Problem
What is needed is an exact copy of every entry.

===== Data extracts =====

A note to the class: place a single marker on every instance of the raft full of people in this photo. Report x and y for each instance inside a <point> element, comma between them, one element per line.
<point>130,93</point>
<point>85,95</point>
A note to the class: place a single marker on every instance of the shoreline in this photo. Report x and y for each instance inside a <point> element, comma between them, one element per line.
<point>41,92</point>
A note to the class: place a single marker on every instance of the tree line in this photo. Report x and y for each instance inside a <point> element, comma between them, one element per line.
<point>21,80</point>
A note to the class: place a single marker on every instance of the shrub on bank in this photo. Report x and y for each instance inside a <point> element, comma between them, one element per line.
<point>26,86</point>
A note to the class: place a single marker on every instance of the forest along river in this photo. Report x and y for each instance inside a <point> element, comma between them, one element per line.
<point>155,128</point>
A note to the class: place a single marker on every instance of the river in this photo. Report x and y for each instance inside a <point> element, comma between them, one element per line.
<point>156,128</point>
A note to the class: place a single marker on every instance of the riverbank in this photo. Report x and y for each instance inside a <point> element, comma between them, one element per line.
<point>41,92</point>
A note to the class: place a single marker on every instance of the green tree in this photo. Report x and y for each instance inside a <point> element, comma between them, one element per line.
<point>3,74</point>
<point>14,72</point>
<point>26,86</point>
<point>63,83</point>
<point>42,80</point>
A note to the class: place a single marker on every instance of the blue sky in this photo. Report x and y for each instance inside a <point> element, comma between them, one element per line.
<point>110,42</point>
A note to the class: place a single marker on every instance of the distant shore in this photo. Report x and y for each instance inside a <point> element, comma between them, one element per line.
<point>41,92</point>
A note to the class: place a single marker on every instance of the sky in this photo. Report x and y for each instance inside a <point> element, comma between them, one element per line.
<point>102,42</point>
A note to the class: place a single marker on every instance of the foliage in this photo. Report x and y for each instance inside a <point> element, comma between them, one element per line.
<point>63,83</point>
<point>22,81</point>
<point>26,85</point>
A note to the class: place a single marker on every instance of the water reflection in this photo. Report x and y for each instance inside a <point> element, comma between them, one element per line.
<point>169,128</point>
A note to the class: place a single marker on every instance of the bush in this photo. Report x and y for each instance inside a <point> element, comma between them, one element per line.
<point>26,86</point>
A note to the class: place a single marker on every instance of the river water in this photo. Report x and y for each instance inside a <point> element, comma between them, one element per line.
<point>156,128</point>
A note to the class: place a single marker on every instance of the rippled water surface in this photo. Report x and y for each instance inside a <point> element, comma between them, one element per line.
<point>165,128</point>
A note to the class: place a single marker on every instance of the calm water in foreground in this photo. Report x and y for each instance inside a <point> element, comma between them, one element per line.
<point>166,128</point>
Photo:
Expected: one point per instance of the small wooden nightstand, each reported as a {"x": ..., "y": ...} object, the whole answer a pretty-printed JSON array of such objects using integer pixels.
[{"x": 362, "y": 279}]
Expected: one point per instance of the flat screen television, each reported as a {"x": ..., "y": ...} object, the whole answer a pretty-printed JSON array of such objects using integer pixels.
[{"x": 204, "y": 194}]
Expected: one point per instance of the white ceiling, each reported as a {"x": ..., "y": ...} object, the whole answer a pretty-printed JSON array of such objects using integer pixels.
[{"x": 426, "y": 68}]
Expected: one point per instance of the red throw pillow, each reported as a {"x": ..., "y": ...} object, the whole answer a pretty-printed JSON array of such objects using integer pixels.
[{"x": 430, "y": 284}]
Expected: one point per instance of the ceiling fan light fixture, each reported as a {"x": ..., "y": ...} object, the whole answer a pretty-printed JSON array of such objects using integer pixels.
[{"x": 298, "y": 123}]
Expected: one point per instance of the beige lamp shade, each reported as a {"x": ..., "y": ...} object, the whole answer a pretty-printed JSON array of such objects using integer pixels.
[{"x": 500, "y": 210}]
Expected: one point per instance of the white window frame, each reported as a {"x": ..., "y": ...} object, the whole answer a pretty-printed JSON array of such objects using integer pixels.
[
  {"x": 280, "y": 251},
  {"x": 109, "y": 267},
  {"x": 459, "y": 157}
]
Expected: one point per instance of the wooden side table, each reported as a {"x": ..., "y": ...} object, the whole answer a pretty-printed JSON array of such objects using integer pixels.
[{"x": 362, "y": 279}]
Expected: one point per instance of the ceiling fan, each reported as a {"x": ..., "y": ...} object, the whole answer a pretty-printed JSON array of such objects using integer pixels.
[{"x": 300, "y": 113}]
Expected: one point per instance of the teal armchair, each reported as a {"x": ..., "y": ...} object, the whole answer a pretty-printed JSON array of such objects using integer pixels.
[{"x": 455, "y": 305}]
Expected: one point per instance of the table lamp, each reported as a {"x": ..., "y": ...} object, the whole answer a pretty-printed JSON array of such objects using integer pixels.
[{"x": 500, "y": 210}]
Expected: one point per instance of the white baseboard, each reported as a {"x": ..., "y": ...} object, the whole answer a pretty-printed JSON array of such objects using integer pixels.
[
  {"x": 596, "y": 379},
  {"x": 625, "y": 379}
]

=====

Response
A note to the class: place a single marker on every instance of the raft full of people in this photo. Report x and y for each instance inside a <point> element, comma between them, one element per line.
<point>130,93</point>
<point>85,95</point>
A note to the class: place a single marker on every instance of the shoreline in this photo. Report x and y for each instance inside a <point> element, comma between them, one element per line.
<point>41,92</point>
A note to the class: place a single marker on every instance of the tree line in this photo. Report x and y for each instance inside a <point> element, comma between them, one element per line.
<point>21,80</point>
A note to the class: place a single marker on every instance of the shrub on bank in this photo. Report x and y for each instance inside a <point> element, comma between them, one element per line.
<point>26,86</point>
A note to the class: place a single marker on every instance of the forest along river in this photo. Report x and y for each instance inside a <point> element, comma between them, one element per line.
<point>155,128</point>
A note to the class: place a single marker on every instance of the river in this photo. Report x and y for each instance inside a <point> element, comma between them, one element per line.
<point>156,128</point>
A note to the class: place a single marker on every instance of the riverbank in this photo. Report x and y for each instance inside a <point> element, comma between them, one element per line.
<point>41,92</point>
A note to the class: place a single marker on every instance of the green tree in this photo. Report x and y for each instance inside a <point> element, comma between them, one element per line.
<point>3,74</point>
<point>14,72</point>
<point>26,86</point>
<point>63,83</point>
<point>42,80</point>
A note to the class: place a single marker on every instance of the blue sky in this photo. Report x and y for each instance inside a <point> element, comma between them, one element per line.
<point>110,42</point>
A note to the class: place a single marker on every instance of the distant shore in this photo. Report x and y for each instance inside a <point> element, comma between them, one element per line.
<point>41,92</point>
A note to the class: place a single marker on every instance of the sky in this photo. Report x and y for each instance inside a <point> element, comma between them, one element per line.
<point>102,42</point>
A note to the class: place a single marker on every instance of the foliage in this photo. Report x and y for each instance inside a <point> element, comma between them, one element per line.
<point>63,83</point>
<point>22,81</point>
<point>26,85</point>
A note to the class: place a single marker on every instance of the water reflection in this photo. Report x and y for each instance inside a <point> element, comma between them, one element per line.
<point>169,128</point>
A note to the class: place a single marker on every instance of the bush in this photo. Report x and y for each instance inside a <point> element, comma between them, one element per line.
<point>26,86</point>
A note to the class: place a single marker on every instance of the river water in this photo. Report x and y for each instance inside a <point> element, comma between them, one element per line.
<point>156,128</point>
A note to the class: place a single marker on every instance of the rippled water surface in this photo. Report x and y for each instance inside a <point> element, comma between them, one element per line.
<point>165,128</point>
A note to the class: place a single marker on every instance of the calm water in foreground in this photo. Report x and y for each instance inside a <point> element, comma between them, one element per line.
<point>166,128</point>
Photo:
Expected: one point per instance of the small wooden nightstand, each reported as a {"x": ..., "y": ...} object, the whole answer a pretty-printed JSON array of such objects using integer pixels.
[{"x": 362, "y": 279}]
Expected: one point per instance of the flat screen television, each reported as a {"x": ..., "y": ...} object, the whole answer a pretty-printed JSON array of such objects using integer pixels.
[{"x": 204, "y": 194}]
Expected: one point per instance of the white ceiling, each reported as a {"x": ..., "y": ...} object, the whole answer a pretty-printed JSON array of such objects using integer pixels.
[{"x": 426, "y": 68}]
Expected: one point per instance of the red throw pillow, each reported as a {"x": ..., "y": ...} object, the whole answer a pretty-printed JSON array of such objects using integer pixels.
[{"x": 430, "y": 284}]
Expected: one point per instance of the ceiling fan light fixture, each reported as a {"x": ..., "y": ...} object, the whole answer a pretty-printed JSON array of such objects using integer pixels.
[{"x": 298, "y": 123}]
Expected: one point per instance of the beige lamp shade, each reported as a {"x": ..., "y": ...} object, the whole answer a pretty-printed JSON array of such objects using integer pixels.
[{"x": 500, "y": 210}]
Expected: one point per instance of the white window frame, each reported as a {"x": ..., "y": ...} object, the whole answer a pretty-printed JSON array of such objects using integer pixels.
[
  {"x": 280, "y": 251},
  {"x": 109, "y": 267},
  {"x": 459, "y": 157}
]
Expected: one point per instance of the wooden side table, each reported as a {"x": ..., "y": ...} object, the whole answer a pretty-printed JSON array of such objects using integer pixels.
[{"x": 362, "y": 279}]
Expected: one point per instance of the ceiling fan, each reported as a {"x": ..., "y": ...} object, the whole answer a pretty-printed JSON array of such objects using integer pixels.
[{"x": 300, "y": 113}]
Expected: one point per instance of the teal armchair, each reported as a {"x": ..., "y": ...} object, the whole answer a pretty-printed JSON array of such objects using integer pixels.
[{"x": 455, "y": 305}]
Expected: one point per instance of the table lamp, each reported as a {"x": ..., "y": ...} object, the whole answer a pretty-printed JSON array of such objects using integer pixels.
[{"x": 500, "y": 210}]
Expected: one point per instance of the white baseboard, each reported as a {"x": ..., "y": ...} object, the whole answer a pretty-printed JSON array of such objects using integer pixels.
[
  {"x": 596, "y": 379},
  {"x": 625, "y": 379}
]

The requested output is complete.